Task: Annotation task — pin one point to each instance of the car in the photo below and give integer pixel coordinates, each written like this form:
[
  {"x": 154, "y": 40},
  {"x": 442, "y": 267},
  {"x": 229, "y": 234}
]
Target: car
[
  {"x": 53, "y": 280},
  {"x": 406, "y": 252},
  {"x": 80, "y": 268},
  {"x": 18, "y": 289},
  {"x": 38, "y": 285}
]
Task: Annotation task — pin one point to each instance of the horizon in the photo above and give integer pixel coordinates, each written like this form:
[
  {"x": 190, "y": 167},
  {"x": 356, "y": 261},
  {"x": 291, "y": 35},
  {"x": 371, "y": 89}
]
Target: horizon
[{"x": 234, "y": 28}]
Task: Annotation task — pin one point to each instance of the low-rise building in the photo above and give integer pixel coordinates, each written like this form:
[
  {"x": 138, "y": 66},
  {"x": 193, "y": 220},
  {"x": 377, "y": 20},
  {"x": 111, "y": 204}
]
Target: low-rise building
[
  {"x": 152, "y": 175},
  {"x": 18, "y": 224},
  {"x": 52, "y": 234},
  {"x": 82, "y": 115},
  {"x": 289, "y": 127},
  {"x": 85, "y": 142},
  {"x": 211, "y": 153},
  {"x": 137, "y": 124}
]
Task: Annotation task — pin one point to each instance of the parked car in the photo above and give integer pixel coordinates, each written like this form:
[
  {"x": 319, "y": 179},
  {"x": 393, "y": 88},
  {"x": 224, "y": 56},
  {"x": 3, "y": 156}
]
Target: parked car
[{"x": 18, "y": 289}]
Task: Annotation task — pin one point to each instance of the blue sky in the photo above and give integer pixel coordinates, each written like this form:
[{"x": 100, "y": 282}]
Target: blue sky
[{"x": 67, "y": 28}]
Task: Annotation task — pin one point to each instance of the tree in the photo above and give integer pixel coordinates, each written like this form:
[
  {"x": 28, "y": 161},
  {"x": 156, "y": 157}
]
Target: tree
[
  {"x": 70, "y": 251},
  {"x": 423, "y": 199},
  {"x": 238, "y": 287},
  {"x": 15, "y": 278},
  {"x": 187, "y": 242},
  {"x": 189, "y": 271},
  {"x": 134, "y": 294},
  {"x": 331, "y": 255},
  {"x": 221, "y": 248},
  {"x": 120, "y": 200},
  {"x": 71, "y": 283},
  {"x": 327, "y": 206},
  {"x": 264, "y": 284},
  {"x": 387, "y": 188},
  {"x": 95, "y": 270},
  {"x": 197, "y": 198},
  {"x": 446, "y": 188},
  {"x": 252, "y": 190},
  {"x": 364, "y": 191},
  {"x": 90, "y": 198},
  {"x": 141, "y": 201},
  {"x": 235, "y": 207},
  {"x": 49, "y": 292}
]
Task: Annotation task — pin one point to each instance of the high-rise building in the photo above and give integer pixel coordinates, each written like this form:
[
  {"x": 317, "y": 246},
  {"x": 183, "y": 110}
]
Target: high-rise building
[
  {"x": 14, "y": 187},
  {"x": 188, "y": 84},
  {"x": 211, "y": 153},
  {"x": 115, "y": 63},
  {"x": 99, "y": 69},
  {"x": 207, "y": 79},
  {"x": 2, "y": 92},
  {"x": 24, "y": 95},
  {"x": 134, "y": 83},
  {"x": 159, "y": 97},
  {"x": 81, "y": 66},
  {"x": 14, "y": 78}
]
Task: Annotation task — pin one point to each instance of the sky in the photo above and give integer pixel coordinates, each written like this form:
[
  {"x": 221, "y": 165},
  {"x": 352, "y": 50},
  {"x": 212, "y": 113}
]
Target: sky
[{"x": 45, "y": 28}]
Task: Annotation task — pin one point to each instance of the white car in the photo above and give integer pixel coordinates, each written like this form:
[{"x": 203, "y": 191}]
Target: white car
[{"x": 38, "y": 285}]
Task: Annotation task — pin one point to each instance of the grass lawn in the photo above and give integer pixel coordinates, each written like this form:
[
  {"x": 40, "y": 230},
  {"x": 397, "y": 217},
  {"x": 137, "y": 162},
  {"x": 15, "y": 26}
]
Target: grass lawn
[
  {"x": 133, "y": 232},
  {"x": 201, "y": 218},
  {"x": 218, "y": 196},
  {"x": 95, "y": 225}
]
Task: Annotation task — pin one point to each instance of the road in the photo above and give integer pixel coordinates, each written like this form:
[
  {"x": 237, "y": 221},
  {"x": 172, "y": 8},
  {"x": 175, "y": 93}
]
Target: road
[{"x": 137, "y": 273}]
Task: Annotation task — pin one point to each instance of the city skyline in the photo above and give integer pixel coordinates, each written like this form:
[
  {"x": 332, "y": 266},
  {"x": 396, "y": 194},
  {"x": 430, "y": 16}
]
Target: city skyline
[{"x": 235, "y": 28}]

————

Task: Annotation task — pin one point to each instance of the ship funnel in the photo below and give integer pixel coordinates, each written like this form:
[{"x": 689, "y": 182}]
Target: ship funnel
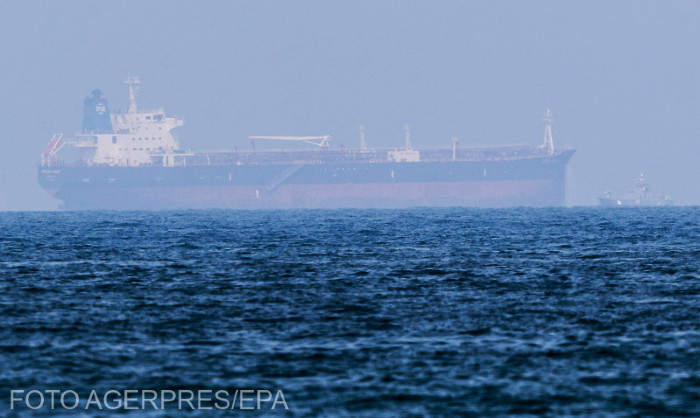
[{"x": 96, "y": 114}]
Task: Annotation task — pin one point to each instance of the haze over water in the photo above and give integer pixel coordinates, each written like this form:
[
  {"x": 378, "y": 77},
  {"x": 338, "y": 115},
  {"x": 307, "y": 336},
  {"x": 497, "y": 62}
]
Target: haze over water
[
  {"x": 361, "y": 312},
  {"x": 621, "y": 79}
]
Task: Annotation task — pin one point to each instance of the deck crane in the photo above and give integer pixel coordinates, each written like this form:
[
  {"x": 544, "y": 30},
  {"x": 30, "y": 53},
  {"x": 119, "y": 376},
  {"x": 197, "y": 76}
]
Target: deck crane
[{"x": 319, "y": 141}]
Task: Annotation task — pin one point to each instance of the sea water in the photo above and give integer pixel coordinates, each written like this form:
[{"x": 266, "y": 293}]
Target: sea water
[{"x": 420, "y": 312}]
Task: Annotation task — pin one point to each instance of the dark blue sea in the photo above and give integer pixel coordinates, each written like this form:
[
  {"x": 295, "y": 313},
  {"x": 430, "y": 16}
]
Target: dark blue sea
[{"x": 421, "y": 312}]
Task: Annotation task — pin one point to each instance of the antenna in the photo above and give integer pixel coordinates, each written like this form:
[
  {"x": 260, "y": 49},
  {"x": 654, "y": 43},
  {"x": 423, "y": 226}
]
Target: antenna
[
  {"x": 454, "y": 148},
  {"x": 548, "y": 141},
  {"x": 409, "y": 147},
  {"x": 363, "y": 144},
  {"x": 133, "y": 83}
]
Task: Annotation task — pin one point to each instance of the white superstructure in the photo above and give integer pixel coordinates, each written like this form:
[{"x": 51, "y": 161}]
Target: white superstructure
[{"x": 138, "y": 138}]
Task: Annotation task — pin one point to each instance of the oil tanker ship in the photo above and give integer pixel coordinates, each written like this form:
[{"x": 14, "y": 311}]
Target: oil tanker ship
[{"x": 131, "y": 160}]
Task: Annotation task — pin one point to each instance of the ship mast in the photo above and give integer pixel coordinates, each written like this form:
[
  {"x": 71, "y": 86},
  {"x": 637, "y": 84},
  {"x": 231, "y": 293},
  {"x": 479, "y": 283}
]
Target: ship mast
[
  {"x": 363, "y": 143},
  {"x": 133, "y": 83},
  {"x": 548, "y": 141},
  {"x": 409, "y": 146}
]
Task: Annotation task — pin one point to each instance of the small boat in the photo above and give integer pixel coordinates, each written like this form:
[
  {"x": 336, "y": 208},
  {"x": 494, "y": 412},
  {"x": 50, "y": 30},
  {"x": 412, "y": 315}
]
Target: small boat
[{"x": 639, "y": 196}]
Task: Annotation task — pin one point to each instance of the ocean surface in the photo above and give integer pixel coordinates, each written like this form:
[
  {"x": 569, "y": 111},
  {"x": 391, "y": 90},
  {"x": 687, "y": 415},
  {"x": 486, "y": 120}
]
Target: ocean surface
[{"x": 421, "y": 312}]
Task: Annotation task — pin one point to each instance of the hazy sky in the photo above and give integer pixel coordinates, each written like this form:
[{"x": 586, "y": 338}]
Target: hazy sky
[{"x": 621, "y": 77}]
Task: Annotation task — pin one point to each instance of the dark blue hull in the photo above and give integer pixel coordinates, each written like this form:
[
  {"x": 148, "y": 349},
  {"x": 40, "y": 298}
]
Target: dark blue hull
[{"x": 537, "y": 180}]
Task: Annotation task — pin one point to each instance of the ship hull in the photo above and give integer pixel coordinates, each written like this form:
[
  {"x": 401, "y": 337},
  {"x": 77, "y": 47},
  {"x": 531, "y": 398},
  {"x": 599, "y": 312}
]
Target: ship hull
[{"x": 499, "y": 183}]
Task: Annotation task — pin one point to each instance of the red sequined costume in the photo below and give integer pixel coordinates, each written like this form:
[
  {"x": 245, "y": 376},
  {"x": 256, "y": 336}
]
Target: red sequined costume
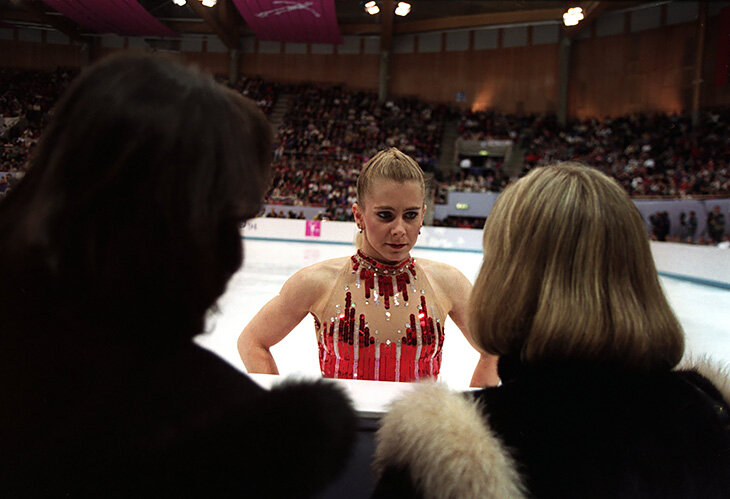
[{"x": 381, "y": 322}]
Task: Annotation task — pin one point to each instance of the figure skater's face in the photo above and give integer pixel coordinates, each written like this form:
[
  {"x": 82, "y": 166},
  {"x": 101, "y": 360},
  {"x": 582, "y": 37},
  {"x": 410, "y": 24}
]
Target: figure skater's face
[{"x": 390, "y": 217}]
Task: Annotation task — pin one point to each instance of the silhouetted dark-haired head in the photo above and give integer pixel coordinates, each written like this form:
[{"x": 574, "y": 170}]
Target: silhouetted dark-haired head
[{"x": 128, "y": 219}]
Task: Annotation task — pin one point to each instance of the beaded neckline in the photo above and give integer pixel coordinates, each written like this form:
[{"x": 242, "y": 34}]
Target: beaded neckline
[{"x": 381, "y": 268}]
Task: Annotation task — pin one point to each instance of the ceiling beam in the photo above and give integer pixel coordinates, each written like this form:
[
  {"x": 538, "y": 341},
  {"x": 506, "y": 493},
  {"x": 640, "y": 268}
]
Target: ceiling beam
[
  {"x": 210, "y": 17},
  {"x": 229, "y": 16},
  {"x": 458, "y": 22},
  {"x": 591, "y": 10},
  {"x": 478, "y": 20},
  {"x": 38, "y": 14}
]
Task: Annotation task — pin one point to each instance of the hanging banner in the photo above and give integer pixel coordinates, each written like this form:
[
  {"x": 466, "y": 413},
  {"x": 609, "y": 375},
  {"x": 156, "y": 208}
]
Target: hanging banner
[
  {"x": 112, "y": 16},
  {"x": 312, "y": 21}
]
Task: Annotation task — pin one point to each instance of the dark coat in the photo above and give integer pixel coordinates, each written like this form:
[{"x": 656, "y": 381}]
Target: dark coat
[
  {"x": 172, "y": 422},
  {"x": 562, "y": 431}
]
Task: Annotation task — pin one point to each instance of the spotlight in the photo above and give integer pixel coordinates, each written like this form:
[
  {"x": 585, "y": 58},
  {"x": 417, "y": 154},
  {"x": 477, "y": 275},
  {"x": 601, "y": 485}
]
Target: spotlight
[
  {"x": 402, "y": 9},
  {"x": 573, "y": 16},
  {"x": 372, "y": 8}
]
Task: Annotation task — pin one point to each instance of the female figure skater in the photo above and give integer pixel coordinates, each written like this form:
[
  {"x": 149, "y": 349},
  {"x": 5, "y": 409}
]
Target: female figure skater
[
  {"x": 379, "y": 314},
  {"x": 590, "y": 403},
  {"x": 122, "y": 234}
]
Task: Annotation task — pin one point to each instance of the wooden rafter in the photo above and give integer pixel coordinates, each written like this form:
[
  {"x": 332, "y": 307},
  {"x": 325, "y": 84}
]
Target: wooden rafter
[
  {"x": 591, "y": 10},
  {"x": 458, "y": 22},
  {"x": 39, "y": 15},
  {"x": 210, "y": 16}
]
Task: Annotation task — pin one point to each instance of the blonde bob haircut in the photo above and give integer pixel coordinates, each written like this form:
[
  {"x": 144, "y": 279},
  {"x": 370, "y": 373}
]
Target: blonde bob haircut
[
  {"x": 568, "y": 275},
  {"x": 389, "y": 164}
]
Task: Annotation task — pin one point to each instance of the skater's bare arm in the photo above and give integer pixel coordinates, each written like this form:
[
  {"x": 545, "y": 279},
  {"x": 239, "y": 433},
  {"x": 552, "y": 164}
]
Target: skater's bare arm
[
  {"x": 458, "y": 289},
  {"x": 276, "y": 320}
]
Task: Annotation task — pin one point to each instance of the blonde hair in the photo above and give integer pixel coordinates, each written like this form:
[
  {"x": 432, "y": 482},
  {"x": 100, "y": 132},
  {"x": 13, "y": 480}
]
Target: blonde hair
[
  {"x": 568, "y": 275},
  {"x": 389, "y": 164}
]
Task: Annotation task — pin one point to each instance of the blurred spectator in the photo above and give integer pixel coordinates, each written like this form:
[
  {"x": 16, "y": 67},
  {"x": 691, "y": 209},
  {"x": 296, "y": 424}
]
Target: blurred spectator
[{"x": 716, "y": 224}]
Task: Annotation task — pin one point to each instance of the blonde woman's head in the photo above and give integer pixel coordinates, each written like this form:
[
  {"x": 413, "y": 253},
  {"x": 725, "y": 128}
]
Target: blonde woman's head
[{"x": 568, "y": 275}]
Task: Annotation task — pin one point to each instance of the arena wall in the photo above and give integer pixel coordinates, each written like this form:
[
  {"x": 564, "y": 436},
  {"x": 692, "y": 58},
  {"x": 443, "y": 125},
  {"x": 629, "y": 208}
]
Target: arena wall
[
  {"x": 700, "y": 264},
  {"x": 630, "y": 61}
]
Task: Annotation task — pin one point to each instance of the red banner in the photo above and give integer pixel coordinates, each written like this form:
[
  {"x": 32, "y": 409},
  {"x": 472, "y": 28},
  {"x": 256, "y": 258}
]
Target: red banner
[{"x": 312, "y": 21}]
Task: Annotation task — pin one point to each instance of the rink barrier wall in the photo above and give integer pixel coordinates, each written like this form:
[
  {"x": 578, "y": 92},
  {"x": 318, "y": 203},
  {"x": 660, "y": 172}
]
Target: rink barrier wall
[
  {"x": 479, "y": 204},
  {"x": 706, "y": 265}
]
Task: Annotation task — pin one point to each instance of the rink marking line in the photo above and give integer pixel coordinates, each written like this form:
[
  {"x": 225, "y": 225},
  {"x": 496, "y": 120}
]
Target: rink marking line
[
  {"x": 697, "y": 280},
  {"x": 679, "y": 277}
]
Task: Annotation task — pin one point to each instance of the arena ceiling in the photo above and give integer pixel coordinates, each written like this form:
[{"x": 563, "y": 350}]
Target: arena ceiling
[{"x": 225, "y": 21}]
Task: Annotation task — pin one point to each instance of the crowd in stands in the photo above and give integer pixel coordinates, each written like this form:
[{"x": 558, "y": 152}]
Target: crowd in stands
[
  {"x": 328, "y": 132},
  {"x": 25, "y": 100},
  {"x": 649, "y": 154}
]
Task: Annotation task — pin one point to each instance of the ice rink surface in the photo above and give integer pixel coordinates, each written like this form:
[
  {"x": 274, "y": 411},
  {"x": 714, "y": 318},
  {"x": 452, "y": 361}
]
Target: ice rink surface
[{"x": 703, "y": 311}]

————

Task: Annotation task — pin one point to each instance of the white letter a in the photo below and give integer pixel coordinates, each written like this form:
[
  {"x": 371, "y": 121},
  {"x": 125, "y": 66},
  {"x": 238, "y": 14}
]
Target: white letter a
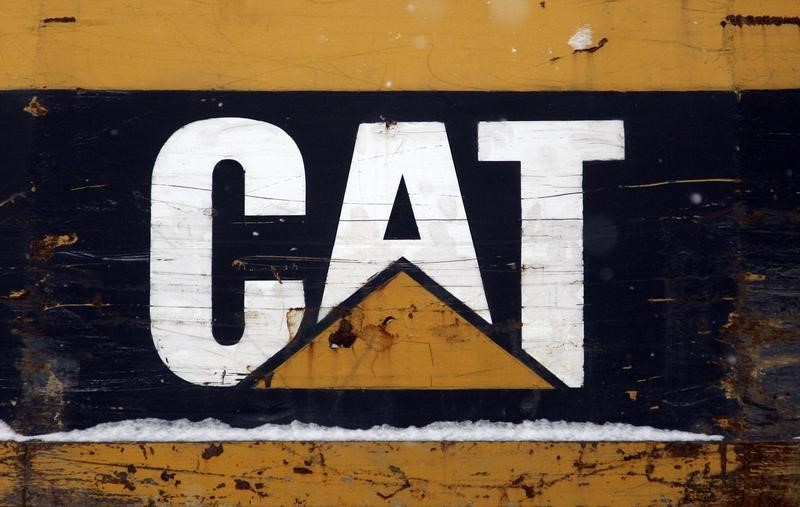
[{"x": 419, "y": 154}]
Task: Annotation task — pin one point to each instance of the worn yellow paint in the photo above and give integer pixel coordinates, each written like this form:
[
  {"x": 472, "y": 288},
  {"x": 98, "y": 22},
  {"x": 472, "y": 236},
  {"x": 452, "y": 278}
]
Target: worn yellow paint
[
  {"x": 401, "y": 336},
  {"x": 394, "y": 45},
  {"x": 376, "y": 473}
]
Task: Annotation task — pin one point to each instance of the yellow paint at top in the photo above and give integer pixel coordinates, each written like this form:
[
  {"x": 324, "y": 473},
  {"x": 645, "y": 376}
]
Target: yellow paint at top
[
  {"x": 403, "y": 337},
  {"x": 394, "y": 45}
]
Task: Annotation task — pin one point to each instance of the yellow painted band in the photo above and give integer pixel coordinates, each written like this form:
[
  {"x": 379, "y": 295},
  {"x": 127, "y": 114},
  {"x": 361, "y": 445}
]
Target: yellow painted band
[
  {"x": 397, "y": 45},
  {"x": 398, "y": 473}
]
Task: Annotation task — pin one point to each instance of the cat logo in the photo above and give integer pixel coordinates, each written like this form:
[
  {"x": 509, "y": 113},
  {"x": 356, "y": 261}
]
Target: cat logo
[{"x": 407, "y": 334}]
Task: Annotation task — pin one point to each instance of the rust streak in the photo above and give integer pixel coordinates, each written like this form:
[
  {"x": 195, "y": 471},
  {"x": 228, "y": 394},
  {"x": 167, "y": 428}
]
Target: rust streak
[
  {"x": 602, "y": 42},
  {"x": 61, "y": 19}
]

————

### [WHAT YOU NEED TO DO]
Count the lines in the entries above that contain the string "yellow". Case counts. Reply with the number only.

### [EXPECTED ANSWER]
6